- _REQUIRED WORK_: Retype the tail of the data exactly, starting at the line containing "lens in the photo above." and stopping at the last line.

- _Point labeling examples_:
============================================================
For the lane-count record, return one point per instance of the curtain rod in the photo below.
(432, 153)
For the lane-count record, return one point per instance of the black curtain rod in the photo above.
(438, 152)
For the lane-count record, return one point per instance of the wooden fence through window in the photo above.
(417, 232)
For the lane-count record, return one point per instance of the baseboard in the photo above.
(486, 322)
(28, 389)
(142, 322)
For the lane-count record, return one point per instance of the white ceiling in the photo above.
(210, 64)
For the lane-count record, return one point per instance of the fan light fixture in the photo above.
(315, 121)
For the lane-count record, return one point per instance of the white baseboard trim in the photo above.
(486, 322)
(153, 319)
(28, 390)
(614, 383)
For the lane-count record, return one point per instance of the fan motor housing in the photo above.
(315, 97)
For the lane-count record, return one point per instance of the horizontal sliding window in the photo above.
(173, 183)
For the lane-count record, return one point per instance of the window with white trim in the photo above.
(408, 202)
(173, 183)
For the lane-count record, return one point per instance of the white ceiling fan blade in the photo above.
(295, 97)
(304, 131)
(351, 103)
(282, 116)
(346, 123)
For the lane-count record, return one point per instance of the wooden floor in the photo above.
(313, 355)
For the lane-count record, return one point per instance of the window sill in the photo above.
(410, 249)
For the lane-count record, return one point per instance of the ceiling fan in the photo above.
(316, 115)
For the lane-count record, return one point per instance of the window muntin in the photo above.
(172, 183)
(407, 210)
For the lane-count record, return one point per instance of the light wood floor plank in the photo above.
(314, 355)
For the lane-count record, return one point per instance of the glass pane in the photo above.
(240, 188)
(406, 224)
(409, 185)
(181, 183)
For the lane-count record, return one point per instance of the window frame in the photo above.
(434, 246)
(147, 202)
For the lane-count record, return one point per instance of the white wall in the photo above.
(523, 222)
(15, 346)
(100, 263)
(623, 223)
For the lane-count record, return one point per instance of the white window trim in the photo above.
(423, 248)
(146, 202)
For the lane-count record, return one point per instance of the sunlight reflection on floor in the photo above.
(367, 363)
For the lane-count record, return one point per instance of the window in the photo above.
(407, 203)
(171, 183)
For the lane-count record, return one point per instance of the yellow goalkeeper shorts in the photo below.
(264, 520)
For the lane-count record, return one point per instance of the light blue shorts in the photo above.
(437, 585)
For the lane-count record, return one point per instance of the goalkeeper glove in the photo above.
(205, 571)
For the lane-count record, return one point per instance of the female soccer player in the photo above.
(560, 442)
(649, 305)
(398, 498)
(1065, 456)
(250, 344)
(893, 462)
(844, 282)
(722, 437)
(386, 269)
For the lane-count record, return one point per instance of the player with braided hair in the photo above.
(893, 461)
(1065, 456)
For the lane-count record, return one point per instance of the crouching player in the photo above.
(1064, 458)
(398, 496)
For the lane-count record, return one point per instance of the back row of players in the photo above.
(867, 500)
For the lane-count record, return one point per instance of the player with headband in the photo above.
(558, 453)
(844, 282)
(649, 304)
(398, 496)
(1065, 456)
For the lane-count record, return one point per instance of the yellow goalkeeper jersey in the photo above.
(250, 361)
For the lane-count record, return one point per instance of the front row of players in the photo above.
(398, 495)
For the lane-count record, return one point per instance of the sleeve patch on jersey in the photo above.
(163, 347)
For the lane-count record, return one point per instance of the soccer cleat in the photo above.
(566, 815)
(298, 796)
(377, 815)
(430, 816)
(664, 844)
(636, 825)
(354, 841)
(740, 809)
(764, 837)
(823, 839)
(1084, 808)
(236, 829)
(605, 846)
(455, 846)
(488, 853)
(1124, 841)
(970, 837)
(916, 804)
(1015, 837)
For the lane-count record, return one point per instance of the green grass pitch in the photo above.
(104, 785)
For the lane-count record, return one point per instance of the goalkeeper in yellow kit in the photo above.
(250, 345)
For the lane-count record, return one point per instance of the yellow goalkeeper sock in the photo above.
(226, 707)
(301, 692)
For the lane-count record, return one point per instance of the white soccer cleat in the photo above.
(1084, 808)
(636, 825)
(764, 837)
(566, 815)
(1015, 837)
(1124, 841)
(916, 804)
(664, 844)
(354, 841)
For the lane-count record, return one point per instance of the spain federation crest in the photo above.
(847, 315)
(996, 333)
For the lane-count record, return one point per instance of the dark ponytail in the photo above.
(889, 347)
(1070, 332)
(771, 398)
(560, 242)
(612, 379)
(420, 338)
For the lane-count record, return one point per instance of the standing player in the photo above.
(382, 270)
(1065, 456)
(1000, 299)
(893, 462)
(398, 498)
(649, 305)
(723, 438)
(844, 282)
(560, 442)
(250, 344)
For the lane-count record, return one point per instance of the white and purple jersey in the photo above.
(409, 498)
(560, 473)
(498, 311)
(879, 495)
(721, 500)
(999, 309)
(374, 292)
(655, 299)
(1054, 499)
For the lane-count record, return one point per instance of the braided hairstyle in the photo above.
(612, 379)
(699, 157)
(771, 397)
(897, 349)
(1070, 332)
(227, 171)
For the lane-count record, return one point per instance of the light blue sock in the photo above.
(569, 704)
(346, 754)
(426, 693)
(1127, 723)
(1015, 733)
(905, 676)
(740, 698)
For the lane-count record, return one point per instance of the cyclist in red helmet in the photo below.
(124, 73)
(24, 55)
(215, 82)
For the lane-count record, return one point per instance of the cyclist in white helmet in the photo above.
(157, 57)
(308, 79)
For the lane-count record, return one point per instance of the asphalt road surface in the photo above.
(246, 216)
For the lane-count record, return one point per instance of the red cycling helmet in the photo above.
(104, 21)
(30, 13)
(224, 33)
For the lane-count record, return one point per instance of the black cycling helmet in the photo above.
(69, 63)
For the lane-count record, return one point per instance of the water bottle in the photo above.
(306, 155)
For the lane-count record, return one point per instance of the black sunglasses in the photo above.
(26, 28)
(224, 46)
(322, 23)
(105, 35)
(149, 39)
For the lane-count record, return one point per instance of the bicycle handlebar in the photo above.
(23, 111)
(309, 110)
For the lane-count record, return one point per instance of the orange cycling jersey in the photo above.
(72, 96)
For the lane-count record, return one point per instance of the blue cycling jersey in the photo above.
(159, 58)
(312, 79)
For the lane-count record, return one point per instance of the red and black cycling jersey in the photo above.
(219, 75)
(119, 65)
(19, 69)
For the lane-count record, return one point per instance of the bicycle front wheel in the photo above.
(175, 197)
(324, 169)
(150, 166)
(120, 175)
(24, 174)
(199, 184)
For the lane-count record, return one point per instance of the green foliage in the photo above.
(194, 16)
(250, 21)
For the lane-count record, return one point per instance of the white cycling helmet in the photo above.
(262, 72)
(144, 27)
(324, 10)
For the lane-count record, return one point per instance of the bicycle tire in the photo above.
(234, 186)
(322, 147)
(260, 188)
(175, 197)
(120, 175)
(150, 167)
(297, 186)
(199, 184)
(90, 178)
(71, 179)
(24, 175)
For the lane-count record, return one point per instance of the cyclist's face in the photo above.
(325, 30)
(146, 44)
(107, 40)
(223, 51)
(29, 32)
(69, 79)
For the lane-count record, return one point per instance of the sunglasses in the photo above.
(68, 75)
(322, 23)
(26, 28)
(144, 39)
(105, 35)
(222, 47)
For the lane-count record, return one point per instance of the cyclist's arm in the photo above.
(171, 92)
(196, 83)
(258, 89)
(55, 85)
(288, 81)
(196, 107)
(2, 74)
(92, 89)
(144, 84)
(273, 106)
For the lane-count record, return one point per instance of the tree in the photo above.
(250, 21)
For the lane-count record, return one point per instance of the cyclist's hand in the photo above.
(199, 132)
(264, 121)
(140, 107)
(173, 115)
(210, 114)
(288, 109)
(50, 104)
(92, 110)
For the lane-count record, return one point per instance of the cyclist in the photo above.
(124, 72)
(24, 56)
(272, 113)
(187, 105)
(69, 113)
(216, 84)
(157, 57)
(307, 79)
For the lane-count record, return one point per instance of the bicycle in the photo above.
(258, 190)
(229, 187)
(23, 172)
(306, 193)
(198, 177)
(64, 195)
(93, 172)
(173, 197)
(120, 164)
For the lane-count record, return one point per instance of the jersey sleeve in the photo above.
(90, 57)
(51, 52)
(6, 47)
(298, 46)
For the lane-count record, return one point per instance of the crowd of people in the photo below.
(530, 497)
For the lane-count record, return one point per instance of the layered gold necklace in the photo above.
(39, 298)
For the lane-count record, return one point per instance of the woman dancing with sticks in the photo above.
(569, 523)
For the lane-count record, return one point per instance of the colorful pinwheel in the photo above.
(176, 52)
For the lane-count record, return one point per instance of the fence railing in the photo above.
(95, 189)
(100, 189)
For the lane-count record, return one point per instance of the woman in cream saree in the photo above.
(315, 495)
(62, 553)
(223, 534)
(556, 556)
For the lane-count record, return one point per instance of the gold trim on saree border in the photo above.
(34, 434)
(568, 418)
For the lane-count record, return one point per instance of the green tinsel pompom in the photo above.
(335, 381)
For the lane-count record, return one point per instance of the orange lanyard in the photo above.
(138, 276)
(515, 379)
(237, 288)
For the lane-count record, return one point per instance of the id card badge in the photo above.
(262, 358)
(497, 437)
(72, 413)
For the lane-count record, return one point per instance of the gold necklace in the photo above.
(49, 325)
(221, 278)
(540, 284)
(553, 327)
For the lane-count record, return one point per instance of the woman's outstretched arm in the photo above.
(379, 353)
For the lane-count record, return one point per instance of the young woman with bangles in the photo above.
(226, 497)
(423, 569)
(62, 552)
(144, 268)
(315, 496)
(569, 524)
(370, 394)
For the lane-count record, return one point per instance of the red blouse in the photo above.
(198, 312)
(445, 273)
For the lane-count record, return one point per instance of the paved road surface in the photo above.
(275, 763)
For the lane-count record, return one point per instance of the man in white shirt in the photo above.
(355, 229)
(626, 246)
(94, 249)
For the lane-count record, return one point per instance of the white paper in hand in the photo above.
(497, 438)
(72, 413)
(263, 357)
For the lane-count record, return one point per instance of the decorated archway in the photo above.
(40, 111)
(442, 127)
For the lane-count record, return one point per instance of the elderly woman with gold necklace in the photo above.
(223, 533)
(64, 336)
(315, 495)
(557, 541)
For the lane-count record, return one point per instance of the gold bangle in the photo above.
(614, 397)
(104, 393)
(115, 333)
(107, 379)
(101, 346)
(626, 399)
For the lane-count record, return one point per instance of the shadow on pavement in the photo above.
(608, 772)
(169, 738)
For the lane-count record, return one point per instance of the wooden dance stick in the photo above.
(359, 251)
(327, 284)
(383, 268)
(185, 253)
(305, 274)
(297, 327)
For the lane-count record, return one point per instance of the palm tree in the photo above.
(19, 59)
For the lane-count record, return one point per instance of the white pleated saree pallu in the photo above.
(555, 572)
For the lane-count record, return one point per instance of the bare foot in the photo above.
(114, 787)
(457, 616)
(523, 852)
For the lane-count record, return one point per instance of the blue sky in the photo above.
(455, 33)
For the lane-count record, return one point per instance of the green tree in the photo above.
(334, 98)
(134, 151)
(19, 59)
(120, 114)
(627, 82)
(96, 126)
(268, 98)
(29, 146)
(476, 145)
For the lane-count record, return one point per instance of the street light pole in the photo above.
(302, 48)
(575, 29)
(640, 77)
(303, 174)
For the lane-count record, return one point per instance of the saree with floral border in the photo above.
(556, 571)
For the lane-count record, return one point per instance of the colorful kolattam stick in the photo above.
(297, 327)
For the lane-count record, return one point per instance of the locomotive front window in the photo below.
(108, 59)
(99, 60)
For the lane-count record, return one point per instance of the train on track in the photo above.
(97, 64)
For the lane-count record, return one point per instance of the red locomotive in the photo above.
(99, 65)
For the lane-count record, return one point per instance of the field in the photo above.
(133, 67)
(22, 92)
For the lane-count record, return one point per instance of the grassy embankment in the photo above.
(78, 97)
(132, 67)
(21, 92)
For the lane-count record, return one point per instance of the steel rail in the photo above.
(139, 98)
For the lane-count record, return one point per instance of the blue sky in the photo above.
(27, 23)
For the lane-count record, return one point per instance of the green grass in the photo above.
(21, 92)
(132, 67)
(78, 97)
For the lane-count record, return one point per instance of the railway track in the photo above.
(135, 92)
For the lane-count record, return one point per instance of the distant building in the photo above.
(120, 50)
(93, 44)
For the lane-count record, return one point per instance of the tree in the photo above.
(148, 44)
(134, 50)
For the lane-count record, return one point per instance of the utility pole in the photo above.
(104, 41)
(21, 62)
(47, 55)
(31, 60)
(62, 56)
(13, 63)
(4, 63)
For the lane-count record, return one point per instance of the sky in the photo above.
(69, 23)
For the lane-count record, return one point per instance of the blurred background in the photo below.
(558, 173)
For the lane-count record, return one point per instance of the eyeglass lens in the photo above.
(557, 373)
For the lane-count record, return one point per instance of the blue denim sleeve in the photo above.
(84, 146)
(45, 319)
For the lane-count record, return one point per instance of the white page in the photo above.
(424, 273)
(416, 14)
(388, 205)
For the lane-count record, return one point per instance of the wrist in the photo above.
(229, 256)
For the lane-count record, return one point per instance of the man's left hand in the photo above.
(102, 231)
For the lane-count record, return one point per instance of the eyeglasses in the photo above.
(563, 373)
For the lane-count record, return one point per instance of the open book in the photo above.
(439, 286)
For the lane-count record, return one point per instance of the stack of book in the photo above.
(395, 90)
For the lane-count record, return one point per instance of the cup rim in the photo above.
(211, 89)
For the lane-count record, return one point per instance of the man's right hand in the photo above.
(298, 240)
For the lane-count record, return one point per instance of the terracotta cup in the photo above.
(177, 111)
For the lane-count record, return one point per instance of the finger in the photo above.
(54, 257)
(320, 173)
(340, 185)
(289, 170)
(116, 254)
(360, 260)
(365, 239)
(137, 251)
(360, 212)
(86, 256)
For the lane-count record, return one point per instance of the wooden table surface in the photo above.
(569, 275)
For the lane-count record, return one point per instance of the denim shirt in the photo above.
============================================================
- _FULL SOLUTION_:
For the lane-count record, return one point per instance of the eyeglass lens in the photo above.
(557, 373)
For the lane-count record, return one point per instance of the blue denim sleeve in the photo above.
(84, 146)
(45, 319)
For the lane-count record, return one point per instance of the white page in the photo above.
(424, 273)
(416, 14)
(388, 205)
For the lane-count record, return one point per instance of the wrist in the photo above.
(229, 256)
For the lane-count record, return one point per instance of the man's left hand in the photo above.
(102, 231)
For the lane-count record, return one point per instance of the eyeglasses in the photo above.
(563, 373)
For the lane-count record, return one point per instance of the open book in the photo above.
(439, 286)
For the lane-count record, return one point per instance of the stack of book in the photo above.
(395, 90)
For the lane-count record, return one point per instance of the cup rim in the photo above.
(211, 89)
For the lane-count record, return one point per instance of the man's right hand in the photo above.
(298, 240)
For the lane-count record, return one point per instance of the terracotta cup in the photo above.
(177, 111)
For the lane-count record, return one point per instance of the finger in the photo above.
(54, 257)
(320, 173)
(340, 185)
(289, 170)
(116, 254)
(360, 260)
(365, 239)
(137, 251)
(360, 212)
(86, 256)
For the lane-count record, return one point per instance of the wooden table surface in the photo above.
(569, 275)
For the lane-count record, return one point per instance of the denim shirt in the photo above.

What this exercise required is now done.